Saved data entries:
------------------------------------------------------------------------

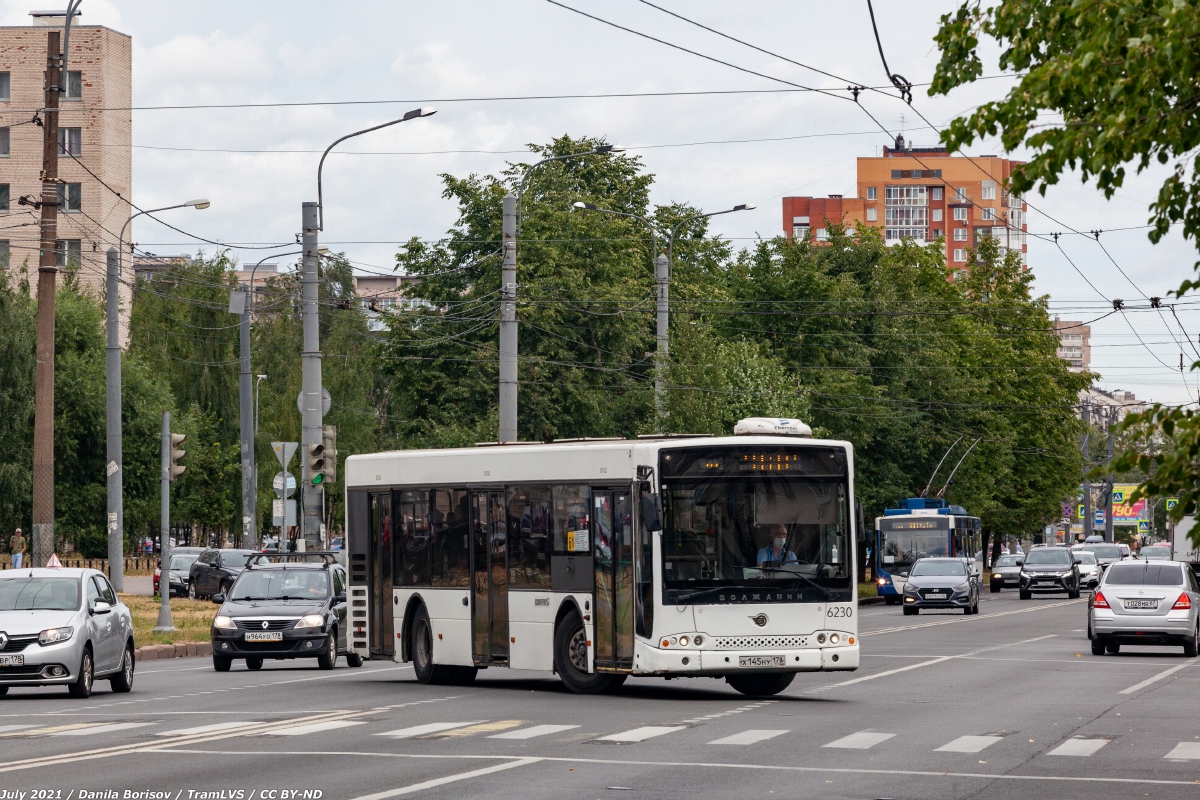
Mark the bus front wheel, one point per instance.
(571, 657)
(761, 685)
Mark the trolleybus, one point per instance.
(729, 557)
(919, 528)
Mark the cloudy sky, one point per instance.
(469, 59)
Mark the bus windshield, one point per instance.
(731, 537)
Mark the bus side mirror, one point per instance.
(652, 512)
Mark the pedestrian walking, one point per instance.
(17, 547)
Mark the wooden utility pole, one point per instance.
(47, 269)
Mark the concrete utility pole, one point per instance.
(42, 545)
(113, 420)
(1087, 481)
(249, 476)
(311, 497)
(508, 398)
(166, 624)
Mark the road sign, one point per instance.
(327, 402)
(277, 483)
(283, 451)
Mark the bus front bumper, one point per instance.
(699, 661)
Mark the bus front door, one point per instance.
(490, 579)
(612, 533)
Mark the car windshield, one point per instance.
(39, 594)
(924, 567)
(1104, 551)
(1144, 575)
(281, 584)
(183, 561)
(1048, 558)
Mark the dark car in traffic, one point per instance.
(1050, 570)
(181, 560)
(285, 606)
(942, 583)
(1006, 572)
(215, 571)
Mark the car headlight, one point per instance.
(54, 635)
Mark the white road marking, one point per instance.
(749, 737)
(535, 731)
(967, 745)
(316, 727)
(421, 729)
(1137, 687)
(207, 728)
(861, 740)
(449, 779)
(102, 728)
(1078, 746)
(1189, 750)
(642, 734)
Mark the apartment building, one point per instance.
(922, 193)
(1074, 343)
(95, 127)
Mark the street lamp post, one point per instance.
(511, 222)
(113, 401)
(312, 222)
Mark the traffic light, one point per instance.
(177, 469)
(317, 463)
(329, 441)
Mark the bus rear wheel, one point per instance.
(571, 657)
(421, 649)
(761, 685)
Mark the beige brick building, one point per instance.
(95, 126)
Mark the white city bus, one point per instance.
(600, 559)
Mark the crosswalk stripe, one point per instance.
(1189, 750)
(749, 737)
(102, 728)
(317, 727)
(535, 731)
(861, 740)
(207, 728)
(421, 729)
(484, 727)
(642, 734)
(1078, 746)
(967, 744)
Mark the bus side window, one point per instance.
(528, 536)
(450, 524)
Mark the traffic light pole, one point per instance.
(166, 624)
(311, 500)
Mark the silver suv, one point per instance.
(1145, 602)
(64, 627)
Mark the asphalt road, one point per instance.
(1006, 704)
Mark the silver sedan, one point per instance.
(64, 627)
(1140, 602)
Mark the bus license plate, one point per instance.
(761, 661)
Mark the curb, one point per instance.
(179, 650)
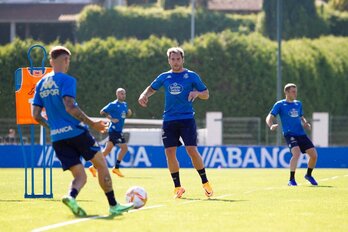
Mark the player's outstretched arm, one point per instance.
(269, 120)
(38, 117)
(306, 124)
(108, 116)
(129, 113)
(72, 108)
(144, 97)
(204, 95)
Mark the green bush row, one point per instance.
(136, 22)
(239, 70)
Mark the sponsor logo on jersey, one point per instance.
(61, 130)
(49, 87)
(175, 88)
(293, 113)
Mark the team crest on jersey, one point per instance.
(49, 87)
(175, 88)
(293, 113)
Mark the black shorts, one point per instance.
(116, 137)
(69, 151)
(184, 128)
(302, 141)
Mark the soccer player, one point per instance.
(291, 115)
(71, 140)
(116, 111)
(181, 87)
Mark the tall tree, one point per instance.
(299, 19)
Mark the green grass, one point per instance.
(244, 200)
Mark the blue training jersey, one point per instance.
(49, 94)
(119, 111)
(177, 87)
(290, 115)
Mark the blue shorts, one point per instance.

------------------------------------------------------------------------

- EXERCISE OBJECTIVE
Write all the entries again word for word, minus the pictures.

- RESPONSE TO THE TASK
Mark the bus front wheel, one point per instance.
(571, 657)
(761, 685)
Mark the trolleybus, one point per instance.
(729, 557)
(919, 528)
Mark the cloudy sky, one point per instance.
(469, 59)
Mark the bus windshield, one point per instance.
(731, 537)
Mark the bus side mirror, one point per instance.
(652, 512)
Mark the pedestrian walking, one point per instance.
(17, 547)
Mark the wooden utility pole, one point per instance.
(47, 269)
Mark the concrete utility pole, one point per instance.
(42, 545)
(113, 420)
(1087, 481)
(249, 476)
(311, 497)
(508, 398)
(166, 624)
Mark the road sign, one point per instance.
(327, 402)
(277, 483)
(283, 451)
Mark the bus front bumper, one point per instance.
(699, 661)
Mark the bus front door, one point per instance.
(490, 579)
(612, 533)
Mark the car windshield, one point per instance.
(39, 594)
(924, 567)
(1104, 551)
(1144, 575)
(281, 584)
(183, 561)
(1048, 558)
Mark the dark car in traffic, one point per instance.
(1050, 570)
(181, 560)
(285, 606)
(942, 583)
(1006, 572)
(215, 571)
Mark the car headlight, one point per instance.
(54, 635)
Mark the white road marking, one point per instance.
(749, 737)
(535, 731)
(967, 745)
(316, 727)
(421, 729)
(1137, 687)
(207, 728)
(861, 740)
(449, 779)
(102, 728)
(1078, 746)
(1189, 750)
(642, 734)
Mark the apartment building, one point per instance.
(922, 193)
(1074, 343)
(95, 127)
Mark the street lamp post, one point per instance.
(511, 222)
(113, 401)
(312, 222)
Mark the traffic light, one point per instance.
(177, 469)
(317, 463)
(329, 441)
Mark the bus rear wheel, one point per instance.
(571, 657)
(421, 649)
(761, 685)
Mark the beige brick building, one point per instance.
(95, 126)
Mark the white city bus, one point per instance.
(600, 559)
Mark the crosswalk stripe, one point per instance.
(1189, 750)
(749, 737)
(102, 728)
(317, 727)
(535, 731)
(861, 740)
(207, 728)
(421, 729)
(484, 727)
(642, 734)
(1078, 746)
(967, 744)
Mark the bus side window, one point per instance.
(528, 536)
(450, 524)
Mark the traffic light pole, one point per instance.
(166, 624)
(311, 500)
Mark the silver suv, one point per instance.
(1145, 602)
(64, 627)
Mark the asphalt road, one point per instance.
(1006, 704)
Mark the silver sedan, one point per instance.
(64, 627)
(1140, 602)
Mark the bus license plate, one point per instance.
(761, 661)
Mark the curb, one point per instance.
(179, 650)
Mark the player's outstretched arm, one point per instance.
(269, 120)
(38, 117)
(306, 124)
(108, 116)
(129, 113)
(72, 108)
(144, 97)
(204, 95)
Mark the green bush row, one point per instance.
(136, 22)
(239, 70)
Mark the sponsor logo on jersey, one point per instance.
(61, 130)
(49, 87)
(175, 88)
(293, 113)
Mark the team crest on jersey, one point per instance.
(49, 87)
(175, 88)
(293, 113)
Mark the black shorts, one point per instance.
(116, 137)
(69, 151)
(184, 128)
(302, 141)
Mark the soccer player, one point per instance.
(291, 115)
(71, 140)
(116, 111)
(181, 87)
Mark the tall tree, one point per instance.
(299, 19)
Mark the green grass, one point per instance.
(244, 200)
Mark the blue training jersey, one point per instance.
(49, 94)
(119, 111)
(177, 87)
(290, 115)
Mark the blue shorts, one point per instance.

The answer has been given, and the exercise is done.